## BEGIN
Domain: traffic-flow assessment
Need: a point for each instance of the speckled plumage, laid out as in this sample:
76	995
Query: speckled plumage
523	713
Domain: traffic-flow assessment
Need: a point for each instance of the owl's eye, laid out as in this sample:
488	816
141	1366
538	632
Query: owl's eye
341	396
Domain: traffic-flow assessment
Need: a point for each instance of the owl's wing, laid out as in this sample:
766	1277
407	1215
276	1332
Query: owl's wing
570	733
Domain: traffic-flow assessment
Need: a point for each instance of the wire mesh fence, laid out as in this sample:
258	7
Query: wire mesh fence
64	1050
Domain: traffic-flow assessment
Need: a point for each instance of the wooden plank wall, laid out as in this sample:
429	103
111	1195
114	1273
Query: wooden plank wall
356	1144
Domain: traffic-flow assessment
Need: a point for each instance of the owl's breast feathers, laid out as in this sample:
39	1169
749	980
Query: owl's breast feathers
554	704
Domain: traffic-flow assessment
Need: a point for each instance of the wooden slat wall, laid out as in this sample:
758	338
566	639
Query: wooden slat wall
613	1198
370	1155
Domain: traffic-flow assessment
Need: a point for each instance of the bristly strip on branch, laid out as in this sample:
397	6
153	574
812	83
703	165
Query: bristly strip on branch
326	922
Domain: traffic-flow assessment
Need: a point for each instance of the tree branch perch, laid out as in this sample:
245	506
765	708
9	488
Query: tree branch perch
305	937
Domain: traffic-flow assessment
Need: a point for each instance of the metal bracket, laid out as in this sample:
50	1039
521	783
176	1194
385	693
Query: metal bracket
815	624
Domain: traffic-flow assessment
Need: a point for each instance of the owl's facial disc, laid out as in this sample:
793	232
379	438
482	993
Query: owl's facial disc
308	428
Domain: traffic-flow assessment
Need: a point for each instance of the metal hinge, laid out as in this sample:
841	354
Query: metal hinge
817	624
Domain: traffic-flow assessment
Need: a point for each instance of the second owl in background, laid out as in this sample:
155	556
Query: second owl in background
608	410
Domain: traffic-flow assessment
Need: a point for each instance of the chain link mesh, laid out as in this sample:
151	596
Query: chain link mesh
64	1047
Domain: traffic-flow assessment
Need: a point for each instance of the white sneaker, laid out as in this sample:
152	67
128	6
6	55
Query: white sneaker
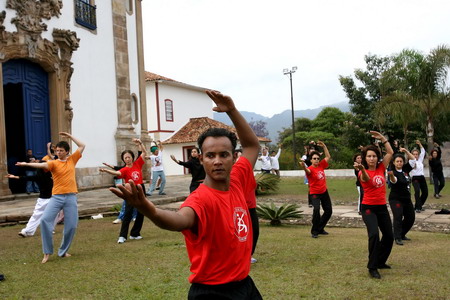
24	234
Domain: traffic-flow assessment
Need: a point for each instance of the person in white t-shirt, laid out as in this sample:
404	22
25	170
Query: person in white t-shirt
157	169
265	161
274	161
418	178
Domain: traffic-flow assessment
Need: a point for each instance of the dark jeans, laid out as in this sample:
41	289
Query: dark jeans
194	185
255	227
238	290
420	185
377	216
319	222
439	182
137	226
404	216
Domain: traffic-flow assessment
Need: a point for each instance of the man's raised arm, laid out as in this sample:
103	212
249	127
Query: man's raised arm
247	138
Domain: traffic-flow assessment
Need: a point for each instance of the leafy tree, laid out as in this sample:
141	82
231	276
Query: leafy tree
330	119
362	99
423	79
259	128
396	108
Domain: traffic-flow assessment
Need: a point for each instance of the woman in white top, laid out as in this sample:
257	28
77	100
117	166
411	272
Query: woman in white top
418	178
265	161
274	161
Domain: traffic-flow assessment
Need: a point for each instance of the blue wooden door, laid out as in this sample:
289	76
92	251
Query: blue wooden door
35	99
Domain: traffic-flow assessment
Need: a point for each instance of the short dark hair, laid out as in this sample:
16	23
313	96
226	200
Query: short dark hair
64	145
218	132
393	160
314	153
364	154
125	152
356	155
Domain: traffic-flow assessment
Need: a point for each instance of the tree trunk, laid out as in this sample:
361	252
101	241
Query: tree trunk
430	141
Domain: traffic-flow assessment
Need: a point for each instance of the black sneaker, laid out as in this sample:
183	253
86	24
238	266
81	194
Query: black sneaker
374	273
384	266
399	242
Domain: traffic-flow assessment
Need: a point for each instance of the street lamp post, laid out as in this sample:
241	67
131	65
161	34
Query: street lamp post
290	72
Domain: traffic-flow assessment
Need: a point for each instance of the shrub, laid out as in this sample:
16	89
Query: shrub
## END
:: TASK OBJECTIVE ::
Print each entry shown above with exact wording and no pictures.

:: PROBLEM SOLUTION ::
Domain: traffic-flow assessment
Need: a point for each instance of the speckled plumage, laid out as in this sample:
76	995
Query: speckled plumage
523	713
Domain: traffic-flow assessment
Need: a point for each instance of the owl's eye, laid out as in this sample:
488	816
141	1366
538	632
Query: owl's eye
341	396
Domain: traffic-flow assessment
Need: a point for each instance of the owl's wing, laid out as in this sample:
766	1277
407	1215
276	1332
Query: owl's wing
570	733
Domain: traffic-flow assessment
Need: a point for each instance of the wire mesh fence, laid out as in this sample:
258	7
Query: wire mesh fence
64	1050
Domain: traffic-flow assessment
Need: a point for each instance of the wooden plank wall, laid out as in this sample:
429	103
111	1195
114	1273
Query: wooden plank wall
356	1144
Domain: traffic-flow assessment
Need: a point for each instance of the owl's breast feathers, laid out as in this sample:
39	1169
749	980
Query: owl's breast feathers
554	704
Domain: traffic-flow assessment
Need: a point for each instance of the wooden slat wall, laid out as in this sample:
758	338
566	639
Query: wooden slat wall
613	1198
370	1155
Domain: traffic-flow assessment
Need: a point for each instance of the bristly strip on branch, laid out as in this sample:
397	6
153	574
812	83
703	165
Query: bristly strip on branch
326	922
Domain: traffic-flow assessment
Need: a point for each instance of the tree branch perch, laid out as in this sample:
245	506
765	708
9	488
Query: tree branch perch
305	937
Domain: traffic-flow assessment
Need: a point for each instance of the metal bracket, laid out as in this sample:
50	1039
521	783
176	1194
385	693
Query: metal bracket
815	624
Domain: traffic-flow assessment
Need: a point for each instance of the owl's facial disc, laid out as in this sample:
793	232
379	438
482	993
Query: owl's facial disc
308	428
Domain: traffic-flow assessment
Need: a point for each instance of the metal hinge, laid out as in this sample:
841	354
Query: metal hinge
817	624
Domain: traffic-flow assessment
Need: a point for each instance of the second owl in background, laid out as in this sample:
155	556
Query: second owl in background
608	410
Domain: traffic-flow assessment
Need: a point for each instance of the chain link mesh, laid out as in this sample:
151	596
Query: chain link mesh
64	1047
Domain: traffic-flow assessment
Need: a point for each instance of the white sneaker, laid out as in this sample:
152	67
128	6
6	55
Query: white sneaker
24	234
Domain: traffic-flow assessment
Need: a point for each instance of the person in white t-shirt, laid out as in this sample:
404	22
25	170
Query: person in white t-shirt
157	169
265	161
274	161
418	178
Domain: traffic-flow assessment
Need: a point for each instance of the dark jeans, laid out as in this sample:
41	289
Query: dark jeans
194	185
255	227
238	290
420	185
377	216
319	222
439	182
137	226
404	216
Domain: traffic-flow assessment
Need: a point for each instance of the man's raised arm, laid out as in this sample:
103	212
249	127
Query: man's raised arm
247	138
Domain: traffic-flow assessment
Need: a point for each instance of the leafy tree, laid out as in this sample:
141	82
231	276
Query: leafy tree
330	119
362	99
423	79
259	128
396	108
Domain: traffic-flow assessment
Need: a point for each instance of the woman in white top, laid out as in this sample:
257	28
77	100
117	166
411	272
Query: woman in white top
418	178
265	161
274	161
Domain: traffic-flow assessment
Need: a point for each instance of the blue wooden door, laid out as in this sample:
289	76
92	251
Query: blue wooden door
35	99
Domain: traffic-flow assessment
Need: a point for each instance of the short dark hair, laid out as in this sample:
16	23
313	96
226	200
Query: short dark hair
64	145
218	132
393	160
314	153
364	154
125	152
356	155
Domain: traffic-flow assessment
Need: a point for each instance of the tree trunk, laid out as in this sample:
361	252
101	241
Query: tree trunk
430	141
Domain: traffic-flow assessment
Need: a point for each instance of the black sneaker, laid out as in this sample:
183	253
86	24
238	266
81	194
Query: black sneaker
374	273
384	266
399	242
Domain: traffic-flow assessment
Need: a point for each instance of the street lamp post, laid out as in this sample:
241	67
131	65
161	34
Query: street lamp post
290	72
Domain: traffic-flow assessment
Need: a point for each instance of the shrub, laid out as in this sample:
16	89
Query: shrub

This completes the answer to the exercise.